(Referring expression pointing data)
:::

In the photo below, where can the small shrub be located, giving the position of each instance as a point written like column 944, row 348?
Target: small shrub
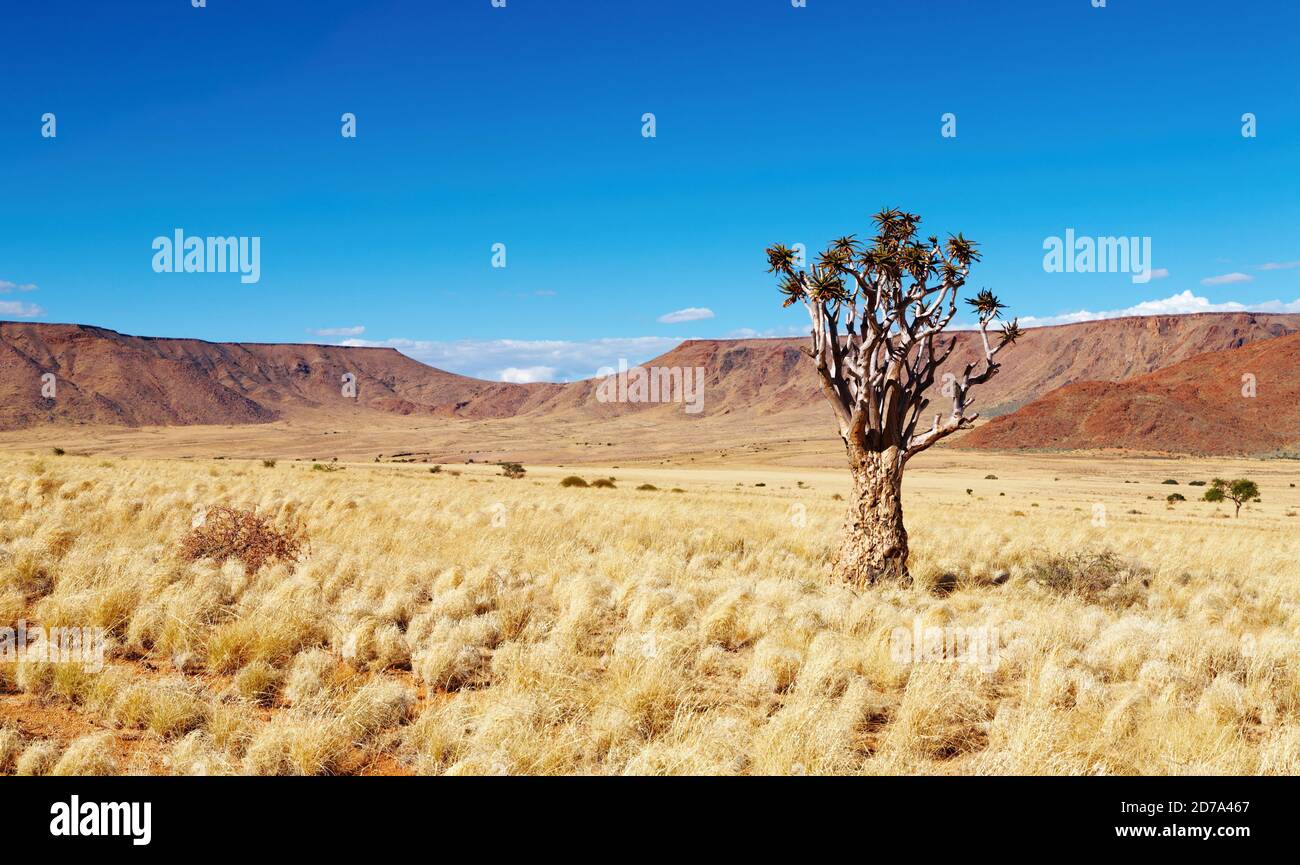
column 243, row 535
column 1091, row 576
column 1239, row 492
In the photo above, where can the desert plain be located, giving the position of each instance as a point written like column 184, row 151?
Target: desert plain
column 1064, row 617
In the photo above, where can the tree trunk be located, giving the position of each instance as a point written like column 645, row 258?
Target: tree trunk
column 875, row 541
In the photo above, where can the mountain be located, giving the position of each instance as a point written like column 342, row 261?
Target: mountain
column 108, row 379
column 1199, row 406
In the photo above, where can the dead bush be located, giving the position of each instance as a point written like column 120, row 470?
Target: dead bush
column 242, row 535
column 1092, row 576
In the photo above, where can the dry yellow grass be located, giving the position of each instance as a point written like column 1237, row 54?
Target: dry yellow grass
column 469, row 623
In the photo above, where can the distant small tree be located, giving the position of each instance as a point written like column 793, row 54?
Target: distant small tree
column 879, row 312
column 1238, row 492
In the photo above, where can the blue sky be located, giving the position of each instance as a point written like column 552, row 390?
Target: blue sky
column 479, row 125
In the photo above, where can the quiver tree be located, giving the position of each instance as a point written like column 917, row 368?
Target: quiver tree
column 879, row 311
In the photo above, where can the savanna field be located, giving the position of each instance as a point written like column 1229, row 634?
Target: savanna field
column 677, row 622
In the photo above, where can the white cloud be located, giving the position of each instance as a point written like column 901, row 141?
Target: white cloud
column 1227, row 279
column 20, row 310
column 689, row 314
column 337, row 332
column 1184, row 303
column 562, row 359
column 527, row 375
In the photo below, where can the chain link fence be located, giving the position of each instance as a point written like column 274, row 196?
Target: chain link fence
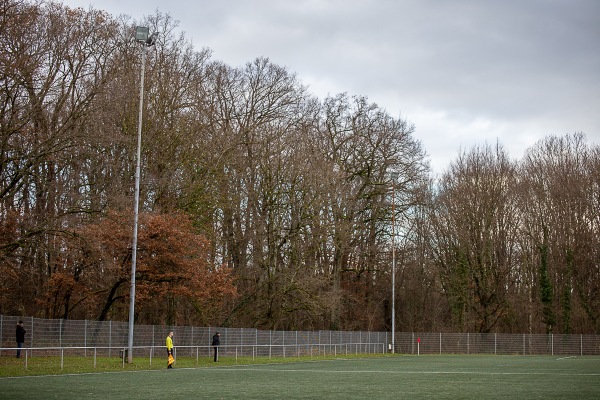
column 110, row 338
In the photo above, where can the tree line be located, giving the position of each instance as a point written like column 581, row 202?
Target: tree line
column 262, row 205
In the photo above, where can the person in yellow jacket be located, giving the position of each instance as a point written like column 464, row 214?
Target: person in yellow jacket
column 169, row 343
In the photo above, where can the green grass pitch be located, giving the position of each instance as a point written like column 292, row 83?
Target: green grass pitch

:::

_DIRECTIONS_: Pictures stay out; copy every entry above exactly.

_SOLUTION FOR THIS TASK_:
In the photo below, where can the small shrub be located, giving the position of each instance as a point written like column 944, row 348?
Target: small shrub
column 243, row 535
column 1091, row 576
column 1239, row 492
In the photo above, where can the desert plain be located, giving the position of each instance as a point written like column 184, row 151?
Target: desert plain
column 1064, row 617
In the photo above, where can the tree trunk be located, giving the position of each instance as a point written like column 645, row 258?
Target: tree trunk
column 875, row 541
In the photo above, where can the mountain be located, giving the position of each instance as a point written like column 342, row 261?
Target: mountain
column 108, row 379
column 1199, row 406
In the photo above, where can the dead bush be located, giving the position of each instance as a point written like column 120, row 470?
Target: dead bush
column 242, row 535
column 1092, row 576
In the photo above, where can the dry yellow grass be located, giving the position of each instance as a point written like column 1237, row 54?
Target: dry yellow grass
column 469, row 623
In the photo above, where can the distant small tree be located, giving the position of each instance as a point written like column 793, row 54?
Target: distant small tree
column 879, row 312
column 1238, row 492
In the photo above, where can the blue sky be located, giving the position of each instance as a point written like column 552, row 390?
Target: blue sky
column 479, row 125
In the photo above, where can the quiver tree be located, giving the position of each instance as a point written like column 917, row 368?
Target: quiver tree
column 879, row 311
In the photo above, where can the savanna field be located, giving the position of each instance as a point written like column 1229, row 634?
Target: savanna field
column 677, row 622
In the photo above, where can the white cloud be located, giving the position of each instance as a point written like column 901, row 141?
Target: white cloud
column 1227, row 279
column 20, row 310
column 689, row 314
column 337, row 332
column 1184, row 303
column 562, row 359
column 527, row 375
In the photo below, where can the chain link fence be located, giving the position of each instance as a point written like column 274, row 196?
Target: chain link fence
column 110, row 338
In the photo above, where can the tree line be located, giving the position of each instance as a point written like column 581, row 202?
Target: tree line
column 262, row 205
In the photo above, where can the person in yellow jacket be located, giving the position of each instance as a point written like column 464, row 214?
Target: person in yellow jacket
column 169, row 343
In the photo above, where can the green grass pitch be located, giving the position of each instance as a point written like column 292, row 83?
Target: green grass pitch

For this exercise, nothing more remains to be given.